### Supplied text
---
Minister of Transport and Civil Aviation
- In office 22 March 2019 – 10 June 2021
- President: Faustin-Archange Touadéra
- Prime Minister: Firmin Ngrébada
- Preceded by: Théodore Jousso
- Succeeded by: Herbert Gontran Djono Ahaba
- In office 31 March 2013 – 11 April 2016
- President: Michel Djotodia Catherine Samba-Panza
- Prime Minister: Nicolas Tiangaye André Nzapayeké Mahamat Kamoun
- Preceded by: Théodore Jousso
- Succeeded by: Théodore Jousso

Personal details
- Born: 20 October 1968 (age 57) Birao, Central African Republic
- Party: RPRC
- Education: University of Bangui University of Yaoundé II
- Occupation: Politician Judge

= Arnaud Djoubaye Abazène =

Central African politician

Arnaud Djoubaye Abazène (born 20 October 1968) is a Central African politician from Vakaga who is currently serving as the minister of justice and the founder of RPRC.
---
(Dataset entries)
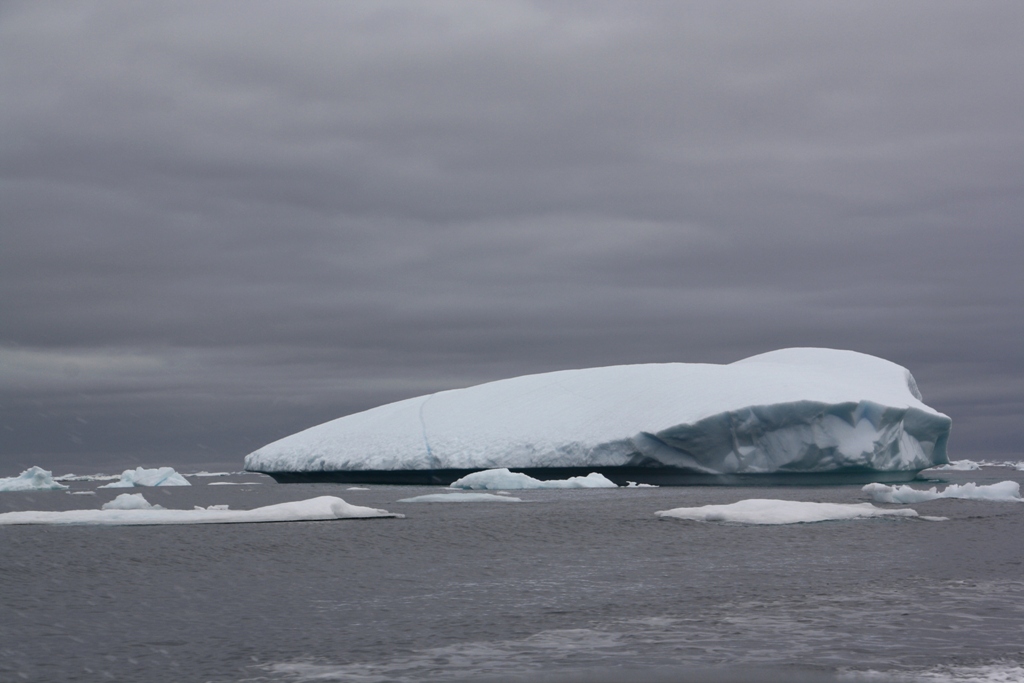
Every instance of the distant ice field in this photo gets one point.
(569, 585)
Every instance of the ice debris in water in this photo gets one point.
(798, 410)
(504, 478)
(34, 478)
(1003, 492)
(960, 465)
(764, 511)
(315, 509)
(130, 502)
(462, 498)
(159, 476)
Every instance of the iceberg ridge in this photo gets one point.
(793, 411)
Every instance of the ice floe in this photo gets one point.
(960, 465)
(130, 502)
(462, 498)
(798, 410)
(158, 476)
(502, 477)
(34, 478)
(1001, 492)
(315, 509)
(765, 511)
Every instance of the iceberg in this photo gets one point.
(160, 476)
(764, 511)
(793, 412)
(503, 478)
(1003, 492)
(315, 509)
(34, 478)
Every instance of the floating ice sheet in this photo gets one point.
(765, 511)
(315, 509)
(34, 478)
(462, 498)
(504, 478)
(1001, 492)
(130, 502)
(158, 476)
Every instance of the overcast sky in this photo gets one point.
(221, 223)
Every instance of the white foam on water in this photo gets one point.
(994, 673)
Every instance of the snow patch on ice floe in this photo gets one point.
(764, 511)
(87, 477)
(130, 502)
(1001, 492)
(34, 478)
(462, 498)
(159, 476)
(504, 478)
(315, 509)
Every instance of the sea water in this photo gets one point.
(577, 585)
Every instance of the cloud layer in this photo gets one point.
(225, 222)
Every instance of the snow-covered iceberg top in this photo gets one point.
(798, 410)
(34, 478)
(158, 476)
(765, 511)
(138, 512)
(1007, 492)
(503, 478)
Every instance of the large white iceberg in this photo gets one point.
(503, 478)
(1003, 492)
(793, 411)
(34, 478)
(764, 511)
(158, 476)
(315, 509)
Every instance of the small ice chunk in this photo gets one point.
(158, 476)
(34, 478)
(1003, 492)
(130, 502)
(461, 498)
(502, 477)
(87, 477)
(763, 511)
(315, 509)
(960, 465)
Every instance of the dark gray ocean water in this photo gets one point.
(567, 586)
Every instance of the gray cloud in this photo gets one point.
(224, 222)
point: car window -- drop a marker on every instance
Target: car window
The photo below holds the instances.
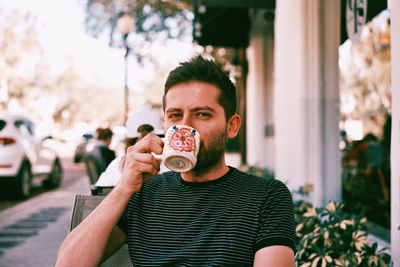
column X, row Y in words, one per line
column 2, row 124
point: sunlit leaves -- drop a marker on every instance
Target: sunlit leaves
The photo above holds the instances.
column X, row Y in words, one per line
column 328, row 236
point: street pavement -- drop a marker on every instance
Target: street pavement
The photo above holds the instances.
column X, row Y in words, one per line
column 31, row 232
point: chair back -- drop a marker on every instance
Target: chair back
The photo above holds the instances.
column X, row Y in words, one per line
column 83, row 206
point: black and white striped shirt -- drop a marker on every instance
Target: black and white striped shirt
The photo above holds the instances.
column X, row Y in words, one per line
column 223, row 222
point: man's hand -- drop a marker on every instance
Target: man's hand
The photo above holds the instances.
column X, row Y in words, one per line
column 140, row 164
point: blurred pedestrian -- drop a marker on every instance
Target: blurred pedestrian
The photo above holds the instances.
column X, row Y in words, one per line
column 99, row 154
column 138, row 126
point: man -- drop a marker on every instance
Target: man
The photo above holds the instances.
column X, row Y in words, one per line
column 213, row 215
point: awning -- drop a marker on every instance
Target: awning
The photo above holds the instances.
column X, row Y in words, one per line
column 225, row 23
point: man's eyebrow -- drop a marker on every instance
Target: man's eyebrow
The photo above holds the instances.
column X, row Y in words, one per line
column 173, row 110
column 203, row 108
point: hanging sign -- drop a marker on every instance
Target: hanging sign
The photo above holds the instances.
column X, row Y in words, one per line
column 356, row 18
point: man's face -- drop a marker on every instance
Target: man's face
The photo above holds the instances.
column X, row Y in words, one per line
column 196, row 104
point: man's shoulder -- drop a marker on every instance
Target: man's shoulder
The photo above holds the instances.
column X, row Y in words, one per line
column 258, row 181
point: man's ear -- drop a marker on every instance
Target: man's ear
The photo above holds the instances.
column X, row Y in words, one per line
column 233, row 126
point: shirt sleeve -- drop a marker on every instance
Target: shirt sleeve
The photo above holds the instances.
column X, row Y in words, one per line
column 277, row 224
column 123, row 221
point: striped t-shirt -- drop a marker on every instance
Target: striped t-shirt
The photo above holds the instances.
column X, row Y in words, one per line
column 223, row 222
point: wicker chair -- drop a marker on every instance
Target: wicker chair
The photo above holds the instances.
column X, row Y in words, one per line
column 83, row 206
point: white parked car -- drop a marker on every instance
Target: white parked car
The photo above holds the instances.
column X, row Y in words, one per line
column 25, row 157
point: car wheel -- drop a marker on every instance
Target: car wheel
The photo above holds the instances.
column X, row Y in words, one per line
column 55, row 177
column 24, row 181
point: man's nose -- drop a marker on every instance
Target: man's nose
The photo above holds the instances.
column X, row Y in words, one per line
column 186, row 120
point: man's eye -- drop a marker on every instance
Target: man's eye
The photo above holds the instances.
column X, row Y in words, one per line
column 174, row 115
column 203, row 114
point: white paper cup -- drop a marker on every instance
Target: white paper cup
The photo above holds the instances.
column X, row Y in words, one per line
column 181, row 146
---
### Aim of the task
Can you reproduce the entire Arnaud Djoubaye Abazène profile above, word for word and line for line, with nothing changed?

### Reply to the exercise
Minister of Transport and Civil Aviation
- In office 22 March 2019 – 10 June 2021
- President: Faustin-Archange Touadéra
- Prime Minister: Firmin Ngrébada
- Preceded by: Théodore Jousso
- Succeeded by: Herbert Gontran Djono Ahaba
- In office 31 March 2013 – 11 April 2016
- President: Michel Djotodia Catherine Samba-Panza
- Prime Minister: Nicolas Tiangaye André Nzapayeké Mahamat Kamoun
- Preceded by: Théodore Jousso
- Succeeded by: Théodore Jousso

Personal details
- Born: 20 October 1968 (age 57) Birao, Central African Republic
- Party: RPRC
- Education: University of Bangui University of Yaoundé II
- Occupation: Politician Judge

= Arnaud Djoubaye Abazène =

Central African politician

Arnaud Djoubaye Abazène (born 20 October 1968) is a Central African politician from Vakaga who is currently serving as the minister of justice and the founder of RPRC.